COMPITI DA SVOLGERE:
- A) Riproduci fedelmente il passo del testo sui leader politici e la comunicazione che inizia dalle parole "Prima o poi" e termina dopo le parole "generazioni del futuro.".
- B) Scrivi il seguito del testo sui leader politici e la comunicazione, partendo subito dopo la sua ultima frase.

Ovvero il rischio incompreso di un’ipercomunicazione distruttiva.
Prima o poi ogni leader, mondiale o locale, populista o illuminato, odiato o venerato, si è confrontato con la più classica delle domande esistenziali che hanno affollato le notti di chi ha governato un potere, piccolo o grande che sia: cosa avrò lasciato dietro di me?
Come sarò ricordato dal mio popolo e che diranno di me i posteri?
L’aspirazione a “fare qualcosa” che sia degna di trovare ospitalità nei libri di storia è stata sostituita dall’auto-realizzazione a strappare una voce dedicata su wikipedia: l’ambizione di “passare alla storia” si è diluita in un presentismo che la rete ha esaltato a vantaggio dei “last minute voters” e a danno delle generazioni del futuro.
Il politico (buono) è sempre più oggi un “celebrity leader”, cioè un politico che utilizza “il linguaggio e i canoni comunicativi dello star stystem e della cultura popolare al fine di costruire il consenso”[1] tanto che per alimentare il suo brand si trasforma in poco tempo in un “everyday political celebrity”, cioè in quella particolare specie di politico che non ha “una grande storia da narrare”, perché pur di “trasmettere autenticità e normalità”, in “tutto e per tutto simile ai cittadini da rappresentare”, sono obbligati a raccontare solo le storie del quotidiano”[2].

(Righe tratte da un dataset)
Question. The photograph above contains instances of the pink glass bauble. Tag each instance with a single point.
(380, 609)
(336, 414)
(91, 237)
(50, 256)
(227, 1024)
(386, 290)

RISPOSTE NUMERATE:
- A)
Prima o poi ogni leader, mondiale o locale, populista o illuminato, odiato o venerato, si è confrontato con la più classica delle domande esistenziali che hanno affollato le notti di chi ha governato un potere, piccolo o grande che sia: cosa avrò lasciato dietro di me?
Come sarò ricordato dal mio popolo e che diranno di me i posteri?
L’aspirazione a “fare qualcosa” che sia degna di trovare ospitalità nei libri di storia è stata sostituita dall’auto-realizzazione a strappare una voce dedicata su wikipedia: l’ambizione di “passare alla storia” si è diluita in un presentismo che la rete ha esaltato a vantaggio dei “last minute voters” e a danno delle generazioni del futuro.

- B)
In questa categoria è iscritto di diritto, Vincenzo De Luca, indiscutibilmente uno dei celebrity leader italiani più seguiti e imitati. Una “fama” cresciuta esponenzialmente in questo semestre pandemico, che gli ha messo su un piatto d’argento una serie di condizioni che hanno finito di esaltare, in una miscela esplosiva, le doti oratorie e affabulatorie, nonché il piglio arrogante e “puntiglioso” del presidente della Regione Campania.
La trappola che De Luca (forse) non vede o che pensa semplicemente di riuscire a scansare, è nascosta nella costrizione a cercare quotidianamente quell’identificazione “sulla base dell’equivalenza con il cittadino medio”, una ricerca di sopravvivenza per lo “Sceriffo’s brand”.
Una rincorsa che rischia di portarlo fuori pista, perché la sua iper-comunicazione si è completamente divorata la politica e la capacità amministrativa: gli ultimi mesi sono stati segnati da un innalzamento dell’asticella che non ha eguali: il “lanciafiamme” per le feste di laurea, il “fratacchione” dedicato alle espressioni facciali di Fabio Fazio, per continuare con i “venditori di cocco” o i “parcheggiatori abusivi” per schernire gli avversari politici, o il “somaro politico che raglia” per apostrofare Matteo Salvini per finire con i “sindaci nullità” coniato per attaccare Luigi de Magistris, in una lista che si allunga, giorno dopo giorno, e che ieri, nella consueta diretta del venerdì pomeriggio[3], si è arricchita di una nuova tragicomica puntata.
“Questa bambina è un OGM, cresciuta dalla mamma con latte al plutonio!”, ha affermato De Luca, senza scomporsi e pagar pegno, per polemizzare contro coloro che hanno criticato la sua scelta di chiudere le scuole e, nel caso di specie, contro una mamma che alla domanda del giornalista ha dichiarato che la propria bambina piangeva perché non poteva frequentare la scuola.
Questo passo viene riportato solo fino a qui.